---------- EXERCISE PASSAGE ----------

> I have an application that loads a 150 MB text file containing 6.6
> million strings. I want to be able to quickly determine run lookups
[quoted text clipped - 18 lines]
> worry about additions
> or removals once everything is built.
Store the data in a contiguous buffer (with embedded nulls to demarcate the
strings) and store pointers in a sorted std::vector instead of a std::set.
That should get you down to about 174Mb.
A bit more fancy, you could turn the entire dictionary into a large ternary
search tree, or perhaps build a large finite automata that can recognize the
strings. Obviously either of those would require a significant
pre-processing of the data, but I'm guessing that wouldn't necessarily be a
problem. Without detailed knowledge of the distribution of characters in
the strings it's difficult to predict how large the associated data
structure for either of those would be, but it's not unlikely that it would
be considerably smaller and also quite possibly faster.
-cd
Tommy Vercetti - 05 May 2004 01:52 GMT
Ah, and since the collection is sorted you can still get logarithmic
search times.
Wow, those are actually really good ideas. I'm surprised. I will
investigate those solutions. I have just googled ternary search trees
and it looks promising. Thanks!

----------

* _THE TASK_
Carry on the forum thread about fast lookups in millions of strings, starting right after its last line. Nothing in the listing is needed.

---------- INFORMATION PROVIDED ----------

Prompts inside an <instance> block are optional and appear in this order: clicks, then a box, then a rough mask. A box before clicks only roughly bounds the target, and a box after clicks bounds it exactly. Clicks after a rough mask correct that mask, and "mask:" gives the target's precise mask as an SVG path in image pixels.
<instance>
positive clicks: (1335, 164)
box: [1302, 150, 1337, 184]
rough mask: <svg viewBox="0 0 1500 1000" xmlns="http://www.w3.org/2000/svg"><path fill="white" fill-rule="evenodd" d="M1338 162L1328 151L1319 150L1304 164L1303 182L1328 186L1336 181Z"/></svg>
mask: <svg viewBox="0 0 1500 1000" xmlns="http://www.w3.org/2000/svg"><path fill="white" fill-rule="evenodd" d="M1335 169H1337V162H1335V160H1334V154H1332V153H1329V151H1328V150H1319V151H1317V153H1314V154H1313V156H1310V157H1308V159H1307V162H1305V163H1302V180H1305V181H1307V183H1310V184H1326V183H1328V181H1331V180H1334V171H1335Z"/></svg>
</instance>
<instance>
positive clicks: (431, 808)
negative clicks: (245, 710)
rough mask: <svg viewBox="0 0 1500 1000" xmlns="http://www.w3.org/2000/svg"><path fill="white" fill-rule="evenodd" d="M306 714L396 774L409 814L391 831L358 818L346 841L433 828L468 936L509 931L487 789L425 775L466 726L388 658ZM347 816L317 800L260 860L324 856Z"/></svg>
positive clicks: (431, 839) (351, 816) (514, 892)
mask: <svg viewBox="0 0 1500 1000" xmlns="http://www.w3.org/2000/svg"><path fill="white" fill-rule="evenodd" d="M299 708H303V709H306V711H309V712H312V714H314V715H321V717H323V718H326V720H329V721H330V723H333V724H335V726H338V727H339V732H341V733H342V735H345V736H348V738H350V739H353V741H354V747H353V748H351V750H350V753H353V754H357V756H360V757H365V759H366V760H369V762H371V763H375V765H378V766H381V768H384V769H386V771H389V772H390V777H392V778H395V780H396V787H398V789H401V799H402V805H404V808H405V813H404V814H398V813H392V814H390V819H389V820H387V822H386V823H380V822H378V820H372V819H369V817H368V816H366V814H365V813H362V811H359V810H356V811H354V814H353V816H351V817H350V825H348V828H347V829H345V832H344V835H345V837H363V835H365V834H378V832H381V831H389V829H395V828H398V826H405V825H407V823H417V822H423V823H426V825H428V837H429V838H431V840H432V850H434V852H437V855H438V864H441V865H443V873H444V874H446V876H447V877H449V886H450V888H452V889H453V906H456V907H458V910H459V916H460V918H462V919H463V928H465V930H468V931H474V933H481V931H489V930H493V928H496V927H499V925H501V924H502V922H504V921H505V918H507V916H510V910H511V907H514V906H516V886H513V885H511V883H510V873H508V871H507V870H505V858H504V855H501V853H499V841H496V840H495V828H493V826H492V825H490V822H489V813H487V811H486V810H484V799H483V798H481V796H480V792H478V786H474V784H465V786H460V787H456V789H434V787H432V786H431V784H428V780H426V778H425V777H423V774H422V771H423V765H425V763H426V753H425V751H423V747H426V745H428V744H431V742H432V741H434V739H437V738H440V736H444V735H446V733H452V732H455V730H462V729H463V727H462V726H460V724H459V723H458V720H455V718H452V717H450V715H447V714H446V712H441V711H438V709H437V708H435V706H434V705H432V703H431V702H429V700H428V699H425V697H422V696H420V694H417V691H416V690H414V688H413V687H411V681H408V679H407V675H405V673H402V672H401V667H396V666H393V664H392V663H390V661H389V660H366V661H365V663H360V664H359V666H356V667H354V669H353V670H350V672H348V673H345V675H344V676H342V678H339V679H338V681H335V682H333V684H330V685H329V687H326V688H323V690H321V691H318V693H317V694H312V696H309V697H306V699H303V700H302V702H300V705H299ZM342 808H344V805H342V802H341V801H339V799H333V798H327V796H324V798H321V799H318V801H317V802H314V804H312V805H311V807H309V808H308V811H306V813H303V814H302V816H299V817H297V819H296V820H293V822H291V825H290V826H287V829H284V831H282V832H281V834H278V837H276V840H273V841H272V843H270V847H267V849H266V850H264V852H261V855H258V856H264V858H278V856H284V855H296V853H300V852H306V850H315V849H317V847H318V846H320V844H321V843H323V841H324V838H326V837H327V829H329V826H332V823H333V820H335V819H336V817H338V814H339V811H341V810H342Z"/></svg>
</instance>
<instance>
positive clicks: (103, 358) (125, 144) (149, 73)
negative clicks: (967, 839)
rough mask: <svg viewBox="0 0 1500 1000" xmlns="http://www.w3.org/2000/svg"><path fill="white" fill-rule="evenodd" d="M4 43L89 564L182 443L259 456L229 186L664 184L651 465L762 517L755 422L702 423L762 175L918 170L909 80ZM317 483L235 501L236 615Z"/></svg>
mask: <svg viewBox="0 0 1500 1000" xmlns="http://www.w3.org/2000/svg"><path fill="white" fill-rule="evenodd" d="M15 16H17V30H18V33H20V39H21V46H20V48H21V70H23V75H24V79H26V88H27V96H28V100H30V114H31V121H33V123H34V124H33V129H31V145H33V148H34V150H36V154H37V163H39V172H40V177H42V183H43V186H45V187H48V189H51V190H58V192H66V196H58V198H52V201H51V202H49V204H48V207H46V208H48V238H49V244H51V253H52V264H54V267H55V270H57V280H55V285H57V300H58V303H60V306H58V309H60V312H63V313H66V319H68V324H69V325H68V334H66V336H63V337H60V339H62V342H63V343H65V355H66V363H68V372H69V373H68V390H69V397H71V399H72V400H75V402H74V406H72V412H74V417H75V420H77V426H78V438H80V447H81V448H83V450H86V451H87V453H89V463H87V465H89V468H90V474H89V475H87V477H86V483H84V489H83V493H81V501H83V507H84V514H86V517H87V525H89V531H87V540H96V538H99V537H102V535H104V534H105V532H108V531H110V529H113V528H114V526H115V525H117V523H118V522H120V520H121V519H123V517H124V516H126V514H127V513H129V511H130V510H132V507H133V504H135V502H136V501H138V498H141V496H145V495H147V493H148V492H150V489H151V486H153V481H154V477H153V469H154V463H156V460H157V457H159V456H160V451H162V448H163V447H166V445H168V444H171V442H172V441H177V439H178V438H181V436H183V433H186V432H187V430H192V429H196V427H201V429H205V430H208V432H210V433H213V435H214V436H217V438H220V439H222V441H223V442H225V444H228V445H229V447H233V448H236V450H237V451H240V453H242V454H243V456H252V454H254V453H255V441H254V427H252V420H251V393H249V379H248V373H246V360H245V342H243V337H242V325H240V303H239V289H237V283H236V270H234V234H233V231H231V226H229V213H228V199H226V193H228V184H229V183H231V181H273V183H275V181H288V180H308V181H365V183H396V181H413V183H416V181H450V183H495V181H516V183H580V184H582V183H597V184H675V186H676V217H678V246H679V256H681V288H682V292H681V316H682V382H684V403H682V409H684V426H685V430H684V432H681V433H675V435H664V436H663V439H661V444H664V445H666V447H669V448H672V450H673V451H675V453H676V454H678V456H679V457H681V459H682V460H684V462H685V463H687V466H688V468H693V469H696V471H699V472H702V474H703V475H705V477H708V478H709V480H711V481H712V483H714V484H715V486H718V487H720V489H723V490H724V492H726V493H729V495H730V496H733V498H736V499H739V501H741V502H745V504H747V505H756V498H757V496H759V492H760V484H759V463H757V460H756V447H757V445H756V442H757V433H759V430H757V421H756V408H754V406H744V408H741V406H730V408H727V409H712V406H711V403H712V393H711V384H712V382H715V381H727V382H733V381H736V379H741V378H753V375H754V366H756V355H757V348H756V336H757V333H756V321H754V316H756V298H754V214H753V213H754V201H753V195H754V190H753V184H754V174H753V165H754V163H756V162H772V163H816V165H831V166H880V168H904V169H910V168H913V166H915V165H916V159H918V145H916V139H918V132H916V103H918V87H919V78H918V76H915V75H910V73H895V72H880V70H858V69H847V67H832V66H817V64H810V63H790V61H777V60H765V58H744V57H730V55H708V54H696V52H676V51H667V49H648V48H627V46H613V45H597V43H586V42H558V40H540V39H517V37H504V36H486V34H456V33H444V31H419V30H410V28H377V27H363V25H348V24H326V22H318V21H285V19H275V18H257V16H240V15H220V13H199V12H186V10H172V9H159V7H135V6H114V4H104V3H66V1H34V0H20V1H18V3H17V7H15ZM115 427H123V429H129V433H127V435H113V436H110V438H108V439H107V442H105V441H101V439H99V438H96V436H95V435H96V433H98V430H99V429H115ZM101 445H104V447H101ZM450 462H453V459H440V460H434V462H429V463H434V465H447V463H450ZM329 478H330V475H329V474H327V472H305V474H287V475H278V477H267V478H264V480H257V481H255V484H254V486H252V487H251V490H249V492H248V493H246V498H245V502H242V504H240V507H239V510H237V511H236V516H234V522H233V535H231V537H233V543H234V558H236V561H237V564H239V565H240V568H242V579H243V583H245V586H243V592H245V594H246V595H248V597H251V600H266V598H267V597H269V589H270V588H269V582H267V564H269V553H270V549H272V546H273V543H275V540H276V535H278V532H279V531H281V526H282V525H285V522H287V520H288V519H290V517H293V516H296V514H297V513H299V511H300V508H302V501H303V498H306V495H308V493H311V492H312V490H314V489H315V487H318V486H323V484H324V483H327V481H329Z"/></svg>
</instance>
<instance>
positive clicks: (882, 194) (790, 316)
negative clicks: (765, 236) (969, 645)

----------

* _OUTPUT_
> Store the data in a contiguous buffer (with embedded nulls to demarcate the
> strings) and store pointers in a sorted std::vector instead of a std::set.
[quoted text clipped - 10 lines]
>
> -cd
leo - 08 May 2004 00:07 GMT
> Ah, and since the collection is sorted you can still get logarithmic
> search times.
>
> Wow, those are actually really good ideas. I'm surprised. I will
> investigate those solutions. I have just googled ternary search trees
> and it looks promising. Thanks!
Using Ternary Search Tree could still be a problem in memory
consumption. If you don't need partial search functionality, probably
hashtable is the best choice. On the other hand, if the ternary tree
you built is not balanced, then the performance of it will be worse
than hashtable.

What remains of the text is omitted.